[WHAT IS BEING ASKED]:
State how many lines in the listing below include the string "window". The answer is the number alone.

[MATERIAL PROVIDED]:
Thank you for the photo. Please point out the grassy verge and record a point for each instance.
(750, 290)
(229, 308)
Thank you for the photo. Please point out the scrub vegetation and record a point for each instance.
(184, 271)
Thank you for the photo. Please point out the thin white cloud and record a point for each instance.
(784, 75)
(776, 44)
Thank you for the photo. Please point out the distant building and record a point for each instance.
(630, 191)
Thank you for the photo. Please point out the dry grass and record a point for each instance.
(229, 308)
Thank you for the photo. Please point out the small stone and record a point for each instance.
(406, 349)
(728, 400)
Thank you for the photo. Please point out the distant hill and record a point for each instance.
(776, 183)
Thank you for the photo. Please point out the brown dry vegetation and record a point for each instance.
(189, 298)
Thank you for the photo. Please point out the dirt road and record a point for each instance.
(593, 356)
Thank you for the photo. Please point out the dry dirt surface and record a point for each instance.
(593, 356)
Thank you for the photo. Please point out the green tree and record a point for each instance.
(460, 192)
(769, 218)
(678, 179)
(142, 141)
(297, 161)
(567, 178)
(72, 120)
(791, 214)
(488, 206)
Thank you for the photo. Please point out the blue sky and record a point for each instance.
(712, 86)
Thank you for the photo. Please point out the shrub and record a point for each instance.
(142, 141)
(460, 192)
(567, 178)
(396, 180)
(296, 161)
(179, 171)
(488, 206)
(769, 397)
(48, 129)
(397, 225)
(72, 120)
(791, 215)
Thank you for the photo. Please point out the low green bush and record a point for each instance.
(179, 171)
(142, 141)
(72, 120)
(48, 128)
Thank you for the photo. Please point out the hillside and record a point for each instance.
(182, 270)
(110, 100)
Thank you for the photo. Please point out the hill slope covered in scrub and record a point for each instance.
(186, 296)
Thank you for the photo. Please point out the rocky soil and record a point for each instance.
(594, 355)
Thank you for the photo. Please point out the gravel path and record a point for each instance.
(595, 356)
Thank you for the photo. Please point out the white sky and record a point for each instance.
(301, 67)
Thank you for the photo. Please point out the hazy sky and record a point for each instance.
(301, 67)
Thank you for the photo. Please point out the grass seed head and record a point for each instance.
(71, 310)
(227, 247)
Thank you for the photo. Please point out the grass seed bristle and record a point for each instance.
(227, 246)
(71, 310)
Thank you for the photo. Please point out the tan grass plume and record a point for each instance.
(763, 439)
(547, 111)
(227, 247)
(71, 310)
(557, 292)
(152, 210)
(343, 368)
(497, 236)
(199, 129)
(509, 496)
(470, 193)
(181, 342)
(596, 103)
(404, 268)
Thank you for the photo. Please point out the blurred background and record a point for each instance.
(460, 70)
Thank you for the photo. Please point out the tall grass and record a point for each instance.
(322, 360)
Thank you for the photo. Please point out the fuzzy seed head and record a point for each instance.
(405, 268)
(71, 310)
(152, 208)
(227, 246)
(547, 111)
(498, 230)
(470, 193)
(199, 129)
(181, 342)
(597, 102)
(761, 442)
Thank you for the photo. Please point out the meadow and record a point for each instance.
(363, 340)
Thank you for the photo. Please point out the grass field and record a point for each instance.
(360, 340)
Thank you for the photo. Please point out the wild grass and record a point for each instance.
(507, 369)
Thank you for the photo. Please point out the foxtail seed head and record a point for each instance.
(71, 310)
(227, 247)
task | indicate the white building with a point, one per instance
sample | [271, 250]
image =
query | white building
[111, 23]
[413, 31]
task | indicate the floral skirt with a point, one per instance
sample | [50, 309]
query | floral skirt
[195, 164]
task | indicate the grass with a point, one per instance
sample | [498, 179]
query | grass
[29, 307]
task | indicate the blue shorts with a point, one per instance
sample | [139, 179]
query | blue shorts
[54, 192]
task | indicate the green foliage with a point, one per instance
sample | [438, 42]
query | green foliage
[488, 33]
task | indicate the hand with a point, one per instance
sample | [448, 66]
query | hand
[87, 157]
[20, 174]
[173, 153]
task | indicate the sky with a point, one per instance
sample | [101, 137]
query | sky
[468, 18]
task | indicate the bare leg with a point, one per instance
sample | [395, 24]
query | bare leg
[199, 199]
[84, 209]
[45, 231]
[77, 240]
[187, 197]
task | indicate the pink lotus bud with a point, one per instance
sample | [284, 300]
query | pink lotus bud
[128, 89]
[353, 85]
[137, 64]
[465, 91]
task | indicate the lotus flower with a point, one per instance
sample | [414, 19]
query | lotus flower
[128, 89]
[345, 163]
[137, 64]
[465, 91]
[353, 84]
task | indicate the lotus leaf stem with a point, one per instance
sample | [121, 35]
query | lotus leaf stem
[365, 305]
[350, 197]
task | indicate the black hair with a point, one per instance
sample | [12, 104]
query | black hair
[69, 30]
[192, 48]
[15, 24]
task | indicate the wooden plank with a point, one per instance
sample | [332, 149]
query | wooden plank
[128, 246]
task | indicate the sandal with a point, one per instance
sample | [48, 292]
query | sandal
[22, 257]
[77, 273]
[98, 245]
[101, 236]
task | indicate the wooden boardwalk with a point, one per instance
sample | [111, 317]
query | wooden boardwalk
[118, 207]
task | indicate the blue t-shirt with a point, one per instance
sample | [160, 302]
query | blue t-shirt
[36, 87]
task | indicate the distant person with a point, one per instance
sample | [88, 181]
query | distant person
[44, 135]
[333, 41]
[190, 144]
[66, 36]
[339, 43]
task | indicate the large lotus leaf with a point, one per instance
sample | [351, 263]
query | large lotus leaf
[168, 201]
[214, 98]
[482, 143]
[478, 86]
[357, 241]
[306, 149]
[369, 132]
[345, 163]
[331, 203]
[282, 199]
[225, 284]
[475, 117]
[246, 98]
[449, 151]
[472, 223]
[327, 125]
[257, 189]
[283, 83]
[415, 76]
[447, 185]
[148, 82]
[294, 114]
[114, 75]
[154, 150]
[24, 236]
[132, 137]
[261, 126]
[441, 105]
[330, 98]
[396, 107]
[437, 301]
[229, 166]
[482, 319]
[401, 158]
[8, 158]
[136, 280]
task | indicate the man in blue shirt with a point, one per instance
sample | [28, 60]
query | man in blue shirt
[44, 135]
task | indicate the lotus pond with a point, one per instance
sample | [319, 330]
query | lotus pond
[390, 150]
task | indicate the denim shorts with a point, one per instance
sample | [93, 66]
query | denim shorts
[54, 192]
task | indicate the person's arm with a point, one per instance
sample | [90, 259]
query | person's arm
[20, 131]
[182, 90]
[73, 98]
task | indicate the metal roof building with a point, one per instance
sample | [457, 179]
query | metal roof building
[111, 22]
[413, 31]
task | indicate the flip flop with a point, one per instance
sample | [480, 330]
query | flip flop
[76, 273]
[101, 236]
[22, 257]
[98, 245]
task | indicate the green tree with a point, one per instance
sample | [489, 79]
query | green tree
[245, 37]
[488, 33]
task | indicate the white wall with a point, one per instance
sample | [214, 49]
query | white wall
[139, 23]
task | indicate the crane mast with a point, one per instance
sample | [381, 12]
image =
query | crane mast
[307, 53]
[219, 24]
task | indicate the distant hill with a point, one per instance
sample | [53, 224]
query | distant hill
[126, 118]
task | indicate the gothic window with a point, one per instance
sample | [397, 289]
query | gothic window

[ANSWER TO THIS EXERCISE]:
2